> _TASK TO COMPLETE_: Which lines in the listing below contain the word "fabric"? Report each of those lines in full.

> _STORED DATA_:
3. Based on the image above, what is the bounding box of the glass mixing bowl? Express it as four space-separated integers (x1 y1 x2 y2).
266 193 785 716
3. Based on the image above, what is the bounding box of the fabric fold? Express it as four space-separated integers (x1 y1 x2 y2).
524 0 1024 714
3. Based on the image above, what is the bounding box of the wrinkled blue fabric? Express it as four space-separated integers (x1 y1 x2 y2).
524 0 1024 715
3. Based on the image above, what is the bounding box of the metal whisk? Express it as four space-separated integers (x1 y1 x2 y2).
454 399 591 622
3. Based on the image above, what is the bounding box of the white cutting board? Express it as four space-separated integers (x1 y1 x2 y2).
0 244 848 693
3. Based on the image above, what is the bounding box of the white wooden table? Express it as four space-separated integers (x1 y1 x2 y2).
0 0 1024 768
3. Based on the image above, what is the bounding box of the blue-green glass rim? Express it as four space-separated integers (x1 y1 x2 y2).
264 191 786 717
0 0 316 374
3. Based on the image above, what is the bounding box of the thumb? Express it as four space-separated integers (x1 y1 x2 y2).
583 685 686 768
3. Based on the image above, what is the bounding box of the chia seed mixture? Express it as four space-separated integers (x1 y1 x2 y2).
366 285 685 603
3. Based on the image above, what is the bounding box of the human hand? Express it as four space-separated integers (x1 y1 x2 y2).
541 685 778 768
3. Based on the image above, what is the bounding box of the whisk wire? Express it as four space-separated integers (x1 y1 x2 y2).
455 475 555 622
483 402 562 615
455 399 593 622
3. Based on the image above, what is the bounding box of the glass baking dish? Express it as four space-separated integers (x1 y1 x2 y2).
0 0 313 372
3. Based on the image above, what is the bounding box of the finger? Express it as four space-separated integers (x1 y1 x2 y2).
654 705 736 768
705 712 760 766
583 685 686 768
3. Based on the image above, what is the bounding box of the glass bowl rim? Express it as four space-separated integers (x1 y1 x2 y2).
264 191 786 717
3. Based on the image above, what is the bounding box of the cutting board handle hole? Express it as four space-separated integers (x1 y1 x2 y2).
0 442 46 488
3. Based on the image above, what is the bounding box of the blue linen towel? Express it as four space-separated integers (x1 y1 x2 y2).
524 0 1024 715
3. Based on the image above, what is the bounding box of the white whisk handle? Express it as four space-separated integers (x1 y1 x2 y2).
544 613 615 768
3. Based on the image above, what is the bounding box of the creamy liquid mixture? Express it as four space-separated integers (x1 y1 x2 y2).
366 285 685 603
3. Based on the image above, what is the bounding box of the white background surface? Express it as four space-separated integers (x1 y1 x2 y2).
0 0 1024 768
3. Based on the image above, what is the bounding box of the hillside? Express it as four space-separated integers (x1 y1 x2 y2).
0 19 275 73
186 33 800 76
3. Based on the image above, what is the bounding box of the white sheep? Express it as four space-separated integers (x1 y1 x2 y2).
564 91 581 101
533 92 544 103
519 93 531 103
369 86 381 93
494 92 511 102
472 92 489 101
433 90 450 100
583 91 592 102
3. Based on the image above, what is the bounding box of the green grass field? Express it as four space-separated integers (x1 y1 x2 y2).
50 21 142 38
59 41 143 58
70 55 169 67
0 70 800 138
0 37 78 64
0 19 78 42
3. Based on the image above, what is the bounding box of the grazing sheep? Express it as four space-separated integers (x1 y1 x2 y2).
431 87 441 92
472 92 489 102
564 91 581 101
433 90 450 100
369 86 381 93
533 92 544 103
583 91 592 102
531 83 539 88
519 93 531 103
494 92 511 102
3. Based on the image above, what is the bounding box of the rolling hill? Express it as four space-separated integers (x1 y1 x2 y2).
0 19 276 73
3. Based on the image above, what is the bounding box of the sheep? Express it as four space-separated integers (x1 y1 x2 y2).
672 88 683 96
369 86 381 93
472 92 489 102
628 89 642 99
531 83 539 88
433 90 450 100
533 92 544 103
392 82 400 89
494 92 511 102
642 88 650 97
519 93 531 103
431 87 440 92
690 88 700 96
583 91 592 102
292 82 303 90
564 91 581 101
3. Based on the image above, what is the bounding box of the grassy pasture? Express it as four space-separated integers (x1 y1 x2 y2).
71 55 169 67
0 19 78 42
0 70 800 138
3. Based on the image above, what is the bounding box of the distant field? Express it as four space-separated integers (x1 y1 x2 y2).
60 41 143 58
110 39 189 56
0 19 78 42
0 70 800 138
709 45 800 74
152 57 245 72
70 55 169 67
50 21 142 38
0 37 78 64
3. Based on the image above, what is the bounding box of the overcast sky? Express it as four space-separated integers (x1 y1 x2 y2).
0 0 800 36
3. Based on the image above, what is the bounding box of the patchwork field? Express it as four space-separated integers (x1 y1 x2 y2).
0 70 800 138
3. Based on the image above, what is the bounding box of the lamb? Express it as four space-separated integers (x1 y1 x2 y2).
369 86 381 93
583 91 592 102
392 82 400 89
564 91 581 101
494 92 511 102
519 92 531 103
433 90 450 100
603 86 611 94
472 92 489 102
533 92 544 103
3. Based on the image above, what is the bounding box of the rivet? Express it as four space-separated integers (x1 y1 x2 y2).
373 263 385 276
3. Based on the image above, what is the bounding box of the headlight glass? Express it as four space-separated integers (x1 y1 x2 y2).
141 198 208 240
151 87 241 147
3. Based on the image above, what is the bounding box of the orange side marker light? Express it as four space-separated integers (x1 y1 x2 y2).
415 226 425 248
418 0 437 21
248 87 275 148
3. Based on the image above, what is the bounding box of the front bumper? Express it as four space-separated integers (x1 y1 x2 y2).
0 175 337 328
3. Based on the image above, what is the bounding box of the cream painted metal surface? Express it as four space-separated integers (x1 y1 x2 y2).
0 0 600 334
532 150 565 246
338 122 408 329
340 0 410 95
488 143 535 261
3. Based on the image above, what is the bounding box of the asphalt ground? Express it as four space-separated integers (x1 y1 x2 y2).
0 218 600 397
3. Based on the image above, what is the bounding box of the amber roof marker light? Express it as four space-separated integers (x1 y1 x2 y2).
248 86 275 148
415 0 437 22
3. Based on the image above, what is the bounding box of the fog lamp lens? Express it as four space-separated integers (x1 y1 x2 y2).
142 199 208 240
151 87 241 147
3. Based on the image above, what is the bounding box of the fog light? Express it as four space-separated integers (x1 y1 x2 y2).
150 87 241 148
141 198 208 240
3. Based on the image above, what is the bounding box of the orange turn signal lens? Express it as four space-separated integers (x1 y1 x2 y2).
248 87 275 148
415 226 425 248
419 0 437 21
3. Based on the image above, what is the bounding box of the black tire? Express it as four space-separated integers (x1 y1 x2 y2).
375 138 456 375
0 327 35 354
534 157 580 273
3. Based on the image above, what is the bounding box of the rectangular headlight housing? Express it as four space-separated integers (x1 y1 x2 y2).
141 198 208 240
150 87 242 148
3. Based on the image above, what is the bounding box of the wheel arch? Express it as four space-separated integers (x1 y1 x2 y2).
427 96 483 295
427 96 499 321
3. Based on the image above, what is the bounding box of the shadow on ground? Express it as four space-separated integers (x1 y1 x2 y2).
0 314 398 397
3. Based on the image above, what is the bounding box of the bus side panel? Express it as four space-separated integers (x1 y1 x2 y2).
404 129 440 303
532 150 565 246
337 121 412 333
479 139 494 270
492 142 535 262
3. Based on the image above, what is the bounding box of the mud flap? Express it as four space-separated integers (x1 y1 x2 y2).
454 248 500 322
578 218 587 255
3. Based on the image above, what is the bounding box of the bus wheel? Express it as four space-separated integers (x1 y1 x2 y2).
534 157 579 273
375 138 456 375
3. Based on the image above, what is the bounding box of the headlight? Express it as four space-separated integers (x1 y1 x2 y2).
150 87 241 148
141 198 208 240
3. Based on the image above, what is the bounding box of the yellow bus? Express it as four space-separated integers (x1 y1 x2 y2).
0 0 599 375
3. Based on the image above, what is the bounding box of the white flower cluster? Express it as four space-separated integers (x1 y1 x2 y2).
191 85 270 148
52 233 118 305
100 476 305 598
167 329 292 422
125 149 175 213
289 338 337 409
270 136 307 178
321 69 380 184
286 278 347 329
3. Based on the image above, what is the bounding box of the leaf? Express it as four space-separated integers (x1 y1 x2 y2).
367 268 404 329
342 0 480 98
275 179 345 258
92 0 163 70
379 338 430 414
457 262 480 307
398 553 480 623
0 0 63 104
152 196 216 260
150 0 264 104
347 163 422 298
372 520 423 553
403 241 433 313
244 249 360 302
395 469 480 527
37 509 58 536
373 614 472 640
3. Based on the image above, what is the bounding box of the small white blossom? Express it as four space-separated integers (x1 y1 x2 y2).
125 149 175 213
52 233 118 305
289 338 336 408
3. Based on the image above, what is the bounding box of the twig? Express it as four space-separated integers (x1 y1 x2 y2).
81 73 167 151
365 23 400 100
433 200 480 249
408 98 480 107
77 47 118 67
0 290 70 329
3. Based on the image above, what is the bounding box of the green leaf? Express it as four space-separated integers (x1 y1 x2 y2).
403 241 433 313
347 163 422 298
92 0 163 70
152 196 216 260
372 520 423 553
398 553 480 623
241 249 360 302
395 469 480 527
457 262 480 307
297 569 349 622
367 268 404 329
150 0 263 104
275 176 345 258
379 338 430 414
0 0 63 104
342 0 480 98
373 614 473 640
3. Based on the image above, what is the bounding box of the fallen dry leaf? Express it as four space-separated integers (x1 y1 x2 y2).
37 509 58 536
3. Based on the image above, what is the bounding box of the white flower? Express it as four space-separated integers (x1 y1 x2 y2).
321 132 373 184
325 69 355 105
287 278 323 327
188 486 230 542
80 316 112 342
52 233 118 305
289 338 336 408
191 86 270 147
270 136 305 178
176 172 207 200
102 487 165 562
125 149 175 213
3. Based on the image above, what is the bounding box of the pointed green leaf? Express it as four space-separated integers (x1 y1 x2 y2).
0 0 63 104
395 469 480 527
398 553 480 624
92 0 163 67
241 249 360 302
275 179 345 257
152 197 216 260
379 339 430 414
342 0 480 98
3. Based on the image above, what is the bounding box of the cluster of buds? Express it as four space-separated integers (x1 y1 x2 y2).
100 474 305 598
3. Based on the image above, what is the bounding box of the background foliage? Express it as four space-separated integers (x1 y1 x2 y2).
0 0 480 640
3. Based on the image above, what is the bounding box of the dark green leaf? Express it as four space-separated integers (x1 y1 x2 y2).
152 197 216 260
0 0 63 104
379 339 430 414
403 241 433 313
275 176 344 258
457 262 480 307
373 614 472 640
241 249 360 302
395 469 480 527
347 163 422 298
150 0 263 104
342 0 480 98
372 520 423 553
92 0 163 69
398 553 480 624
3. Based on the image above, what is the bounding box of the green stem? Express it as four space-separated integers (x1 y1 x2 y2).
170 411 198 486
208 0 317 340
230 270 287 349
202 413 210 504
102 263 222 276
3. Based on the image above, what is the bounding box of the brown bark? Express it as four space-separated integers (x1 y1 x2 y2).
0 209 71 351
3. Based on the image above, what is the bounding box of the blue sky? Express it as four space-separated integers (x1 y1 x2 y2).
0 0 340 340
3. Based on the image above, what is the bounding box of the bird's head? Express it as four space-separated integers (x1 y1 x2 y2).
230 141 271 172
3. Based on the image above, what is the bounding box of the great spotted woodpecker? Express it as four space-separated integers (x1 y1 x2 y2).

> _ANSWER TO THE PROBLEM_:
3. Based on the image above, what is the bounding box of the fabric fold? Express it as four space-separated integers (x1 y1 x2 y2).
3. Based on the image above, what is the bounding box of the wrinkled blue fabric? Express it as four space-separated integers (x1 y1 x2 y2).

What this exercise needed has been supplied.